**Tasks to carry out**
(A) From the transcript on Northwest Territories housing and tenants' insurance, set down everything from "It is also mentioned" down to "needed moving forward.", word for word.
(B) Extend the transcript on Northwest Territories housing and tenants' insurance beyond its final line.

** START Reading passage **

Michael Nadli Deh Cho

The second question is: does the Northwest Territories Housing Corporation deny public housing applicants who do not qualify for tenants' insurance?

Question 842-18(3): Eligibility for Home Improvement Funding
Oral Questions

Page 6302

Alfred Moses Inuvik Boot Lake

Before anything, we always try to provide the best services for our residents and tenants that reply for housing throughout the Northwest Territories. We give all of our residents every opportunity to stay in their homes. We do not deny public housing applications to those who can't afford insurance. We strongly recommend that public housing tenants do get insurance, though, and we work with our partners to try to address that.

It is also mentioned in the lease agreements that tenants are advised to obtain some type of insurance moving forward, not only for the housing complex, but for their own assets that they have. We continue to work with our tenants to provide the education that is needed moving forward.

Question 842-18(3): Eligibility for Home Improvement Funding
Oral Questions

Page 6302

Michael Nadli Deh Cho

Has the Northwest Territories Housing Corporation done any analysis to determine what its annual losses might be if it provided these programs to low-income clients without the need for homeowners' insurance? In other words, is the valley of investment so high that it is worth denying low-income clients who need home ownership assistance just because they don't have insurance?

** END Reading passage **
** START Data **

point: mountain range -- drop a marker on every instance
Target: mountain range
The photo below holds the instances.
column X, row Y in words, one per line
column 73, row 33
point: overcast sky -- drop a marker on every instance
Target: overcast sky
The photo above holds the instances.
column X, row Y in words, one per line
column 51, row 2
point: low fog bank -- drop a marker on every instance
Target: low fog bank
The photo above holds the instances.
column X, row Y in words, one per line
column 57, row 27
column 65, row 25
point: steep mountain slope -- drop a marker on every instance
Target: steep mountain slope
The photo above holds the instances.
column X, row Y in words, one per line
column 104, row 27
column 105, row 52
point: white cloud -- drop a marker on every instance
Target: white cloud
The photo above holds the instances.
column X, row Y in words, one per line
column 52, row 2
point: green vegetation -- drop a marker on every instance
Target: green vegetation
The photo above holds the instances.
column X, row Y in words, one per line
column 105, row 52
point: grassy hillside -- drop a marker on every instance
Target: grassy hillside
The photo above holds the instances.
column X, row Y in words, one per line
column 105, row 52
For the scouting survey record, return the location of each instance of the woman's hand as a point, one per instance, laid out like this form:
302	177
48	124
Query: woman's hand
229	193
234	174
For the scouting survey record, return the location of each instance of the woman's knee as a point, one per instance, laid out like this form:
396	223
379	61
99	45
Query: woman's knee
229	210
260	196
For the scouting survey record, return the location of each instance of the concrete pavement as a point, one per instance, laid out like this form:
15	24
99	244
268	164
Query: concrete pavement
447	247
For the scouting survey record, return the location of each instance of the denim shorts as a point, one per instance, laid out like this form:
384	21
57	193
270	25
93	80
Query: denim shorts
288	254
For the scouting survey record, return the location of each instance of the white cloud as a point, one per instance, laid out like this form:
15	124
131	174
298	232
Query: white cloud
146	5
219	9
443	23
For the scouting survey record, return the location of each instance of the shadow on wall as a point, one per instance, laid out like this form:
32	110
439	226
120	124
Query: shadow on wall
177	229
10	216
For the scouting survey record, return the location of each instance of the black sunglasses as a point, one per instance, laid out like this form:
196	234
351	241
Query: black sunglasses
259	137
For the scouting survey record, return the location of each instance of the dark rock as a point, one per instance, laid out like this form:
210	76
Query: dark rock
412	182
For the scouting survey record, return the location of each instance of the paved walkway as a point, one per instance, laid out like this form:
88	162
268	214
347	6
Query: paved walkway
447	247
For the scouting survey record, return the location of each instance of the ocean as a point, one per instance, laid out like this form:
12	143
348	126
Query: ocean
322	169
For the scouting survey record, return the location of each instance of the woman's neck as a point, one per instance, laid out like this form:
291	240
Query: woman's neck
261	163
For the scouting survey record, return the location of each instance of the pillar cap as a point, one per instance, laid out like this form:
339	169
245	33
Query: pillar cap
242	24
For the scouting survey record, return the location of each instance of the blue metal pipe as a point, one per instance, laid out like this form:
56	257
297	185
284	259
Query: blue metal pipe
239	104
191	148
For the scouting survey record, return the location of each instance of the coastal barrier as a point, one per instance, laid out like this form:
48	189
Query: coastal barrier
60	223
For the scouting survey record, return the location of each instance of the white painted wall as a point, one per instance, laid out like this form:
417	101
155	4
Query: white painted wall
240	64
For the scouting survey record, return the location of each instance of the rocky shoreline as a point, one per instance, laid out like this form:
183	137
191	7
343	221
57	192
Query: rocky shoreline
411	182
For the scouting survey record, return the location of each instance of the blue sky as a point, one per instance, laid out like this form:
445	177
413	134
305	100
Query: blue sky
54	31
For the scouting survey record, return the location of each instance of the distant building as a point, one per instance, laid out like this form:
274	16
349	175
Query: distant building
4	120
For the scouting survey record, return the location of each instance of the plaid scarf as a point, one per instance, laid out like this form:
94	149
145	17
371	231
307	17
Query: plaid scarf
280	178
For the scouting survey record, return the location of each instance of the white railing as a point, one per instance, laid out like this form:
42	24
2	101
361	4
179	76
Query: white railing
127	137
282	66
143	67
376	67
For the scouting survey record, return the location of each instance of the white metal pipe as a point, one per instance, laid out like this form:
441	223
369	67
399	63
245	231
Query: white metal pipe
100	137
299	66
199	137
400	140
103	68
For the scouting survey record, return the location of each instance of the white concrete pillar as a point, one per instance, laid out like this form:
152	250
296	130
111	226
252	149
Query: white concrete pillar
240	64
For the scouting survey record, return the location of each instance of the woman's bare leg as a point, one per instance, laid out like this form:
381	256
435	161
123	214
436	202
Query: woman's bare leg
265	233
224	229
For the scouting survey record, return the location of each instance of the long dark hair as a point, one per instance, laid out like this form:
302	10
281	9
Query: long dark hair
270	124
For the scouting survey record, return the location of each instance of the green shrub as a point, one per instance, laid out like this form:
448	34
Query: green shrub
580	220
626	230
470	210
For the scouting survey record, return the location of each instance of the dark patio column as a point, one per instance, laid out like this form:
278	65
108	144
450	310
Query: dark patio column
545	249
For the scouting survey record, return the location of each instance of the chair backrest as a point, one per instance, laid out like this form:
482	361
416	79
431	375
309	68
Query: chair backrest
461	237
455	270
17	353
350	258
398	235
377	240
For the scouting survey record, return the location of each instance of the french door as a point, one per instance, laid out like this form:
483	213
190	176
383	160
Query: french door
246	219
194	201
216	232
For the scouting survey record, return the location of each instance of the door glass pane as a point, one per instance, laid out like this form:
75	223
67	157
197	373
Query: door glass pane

** END Data **

**Results**
(A)
It is also mentioned in the lease agreements that tenants are advised to obtain some type of insurance moving forward, not only for the housing complex, but for their own assets that they have. We continue to work with our tenants to provide the education that is needed moving forward.

(B)
Question 842-18(3): Eligibility for Home Improvement Funding
Oral Questions

Page 6302

Alfred Moses Inuvik Boot Lake

The majority of our programming for homeowners do not require home ownership insurance. Also, many of our low-income homeowners will not be denied our programming if they do not have insurance. As I said earlier, we want to make sure that our residents and people of the Northwest Territories have an opportunity to have a roof over their heads. However, we really do want to see homeowners having up-to-date insurance on their homes, as many of us do.

We do have two programs, CARE Major and CARE Mobility, where we do require homeowners insurance, and it goes back to the Member's question earlier. We need to get that education out, and we need to make sure that our managers and our board members give that information to residents of the Northwest Territories. This is due to the fact that these programs provide a considerable amount of financial assistance, up to $100,000.

I will make a commitment here, that we will start working on getting that information out. As I said, last weekend was the first time that we did meet with the board chairs, the first time ever, and also with our district managers. It is ground-breaking. I mentioned, and our staff mentioned, that we do need to get that information out to our residents, so that they know what kind of programs they can access.

Question 842-18(3): Eligibility for Home Improvement Funding
Oral Questions

Page 6303

The Speaker Jackson Lafferty

Masi. Member for Deh Cho.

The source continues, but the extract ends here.